Exercise brief: Copy every line of the data below word for word.

Raw records:
*-*-*

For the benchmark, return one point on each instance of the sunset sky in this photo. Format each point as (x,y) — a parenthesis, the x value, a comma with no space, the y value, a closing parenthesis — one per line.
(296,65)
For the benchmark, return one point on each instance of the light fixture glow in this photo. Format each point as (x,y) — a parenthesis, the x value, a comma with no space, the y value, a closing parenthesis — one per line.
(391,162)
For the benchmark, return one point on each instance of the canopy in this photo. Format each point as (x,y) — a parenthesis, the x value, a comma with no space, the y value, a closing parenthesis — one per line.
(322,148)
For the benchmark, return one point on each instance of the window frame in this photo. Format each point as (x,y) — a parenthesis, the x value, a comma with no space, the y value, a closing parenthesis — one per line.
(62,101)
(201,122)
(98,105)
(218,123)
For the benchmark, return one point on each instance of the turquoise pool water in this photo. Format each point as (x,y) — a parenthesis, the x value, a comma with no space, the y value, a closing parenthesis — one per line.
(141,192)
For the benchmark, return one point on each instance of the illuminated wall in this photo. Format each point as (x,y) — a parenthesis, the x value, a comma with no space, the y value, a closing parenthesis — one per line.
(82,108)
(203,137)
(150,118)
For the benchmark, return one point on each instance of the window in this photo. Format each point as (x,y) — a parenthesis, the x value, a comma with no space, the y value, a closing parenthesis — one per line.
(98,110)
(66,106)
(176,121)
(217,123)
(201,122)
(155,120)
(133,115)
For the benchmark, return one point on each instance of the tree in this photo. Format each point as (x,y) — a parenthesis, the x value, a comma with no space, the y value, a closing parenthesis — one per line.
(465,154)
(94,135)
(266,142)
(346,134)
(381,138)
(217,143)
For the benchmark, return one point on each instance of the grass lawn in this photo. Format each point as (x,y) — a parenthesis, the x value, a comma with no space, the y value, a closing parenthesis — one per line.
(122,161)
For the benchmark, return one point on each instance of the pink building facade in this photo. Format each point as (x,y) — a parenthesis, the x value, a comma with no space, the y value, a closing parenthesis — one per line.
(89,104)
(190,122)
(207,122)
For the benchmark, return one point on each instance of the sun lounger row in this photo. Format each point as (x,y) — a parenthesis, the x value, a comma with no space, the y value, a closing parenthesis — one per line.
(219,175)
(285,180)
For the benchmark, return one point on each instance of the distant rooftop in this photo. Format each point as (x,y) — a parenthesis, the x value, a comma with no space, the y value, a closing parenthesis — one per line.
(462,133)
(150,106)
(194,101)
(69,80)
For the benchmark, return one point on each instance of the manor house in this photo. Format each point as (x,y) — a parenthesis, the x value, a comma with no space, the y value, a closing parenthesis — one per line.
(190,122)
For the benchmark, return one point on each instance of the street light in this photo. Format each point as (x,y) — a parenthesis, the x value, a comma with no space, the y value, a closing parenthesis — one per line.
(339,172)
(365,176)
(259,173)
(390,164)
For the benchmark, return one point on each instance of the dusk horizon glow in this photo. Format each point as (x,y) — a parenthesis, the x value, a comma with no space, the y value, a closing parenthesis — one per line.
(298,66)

*-*-*

Completed task:
For the benchmark, return one point on each instance of the sunset sky in this photo. Format each point as (x,y) — a parenthesis, the x value, a comma with no space, the y value, a closing parenthesis — one per line.
(296,65)
For the benchmark, return one point on each instance of the light fixture glow in this photo. Format each point as (x,y) — a parenthesis, the x value, a comma with no space, the y value, a closing parenthesis — one per line.
(391,162)
For the benchmark, return one point on each instance of the canopy in this photo. Format each point as (x,y) — a parenthesis, the x value, a comma with no space, the y value, a closing parenthesis — one per line.
(322,148)
For the benchmark, return one point on each instance of the window frame in this photo. Format each point as (x,y) — a parenthesis, the x value, a comma with no space, the y value, a closing parenthesis — one per line.
(62,101)
(201,122)
(98,105)
(218,123)
For the benchmark, return one point on each instance of the turquoise pool water in this photo. Format each point as (x,y) — a parenthesis, the x value, a comma with no space, the y value, a closing parenthesis — one per line.
(141,192)
For the benchmark, return one point on each instance of the illuminated wall in this photo. Format each point as (x,y) — a parenthesis, the x value, a comma with no space, the y value, a closing parenthesis — one per line.
(82,108)
(203,137)
(150,118)
For the benchmark, return one point on each instance of the window in this photo. Format each point as (x,y) — a parenthesis, the x value, a comma with no space, the y value, a closing parenthesis — one per line.
(98,110)
(66,106)
(176,121)
(217,123)
(201,122)
(155,120)
(133,115)
For the benchmark, return one point on each instance of the tree in this photo. Format each point as (x,y) — a parenthesis, the x value, a comma with no space, the y value, a closing parenthesis — one per line.
(465,154)
(94,135)
(266,142)
(346,134)
(381,138)
(217,143)
For the benchmark, return one point on each instance of the grass lawn in this photo. Format each point as (x,y) — a parenthesis, the x value, a comma with no space, the y value, a closing parenthesis — one per line.
(122,161)
For the benchmark, return one point on each instance of the pink building facade in this photo. Format each point as (x,y) — a parenthesis, the x value, a comma with no space, the y value, a closing parenthesis — one per line.
(89,104)
(190,122)
(207,122)
For the benchmark, return one point on each instance of the sun lounger row in this photo. Format each point as (x,y) — a parenthesis, the x value, a comma with no space, the y value, a closing parenthesis — one per line.
(219,175)
(285,180)
For the benchmark, return one point on each instance of the distant rooftop in this photo. Format each point as (x,y) — a parenthesis, the x value, a comma with no space, the y value, a closing parenthesis — one per line.
(462,133)
(150,106)
(194,101)
(69,80)
For the benchmark, return one point on each instance of the manor house in this photo. Format each point as (x,y) — a parenthesis, the x value, a comma with no space, the y value, a closing parenthesis — one per line.
(190,122)
For the benchmark, return one point on each instance of the street light in this photo. Format each point as (x,y) — a parenthesis, the x value, a comma with no space, the y value, a closing parenthesis — one per line.
(339,172)
(365,176)
(259,173)
(390,164)
For the benchmark, return one point on each instance of the dusk horizon glow in this photo. Format each point as (x,y) — a parenthesis, the x value, a comma with no space, the y value, a closing parenthesis — one per line.
(298,66)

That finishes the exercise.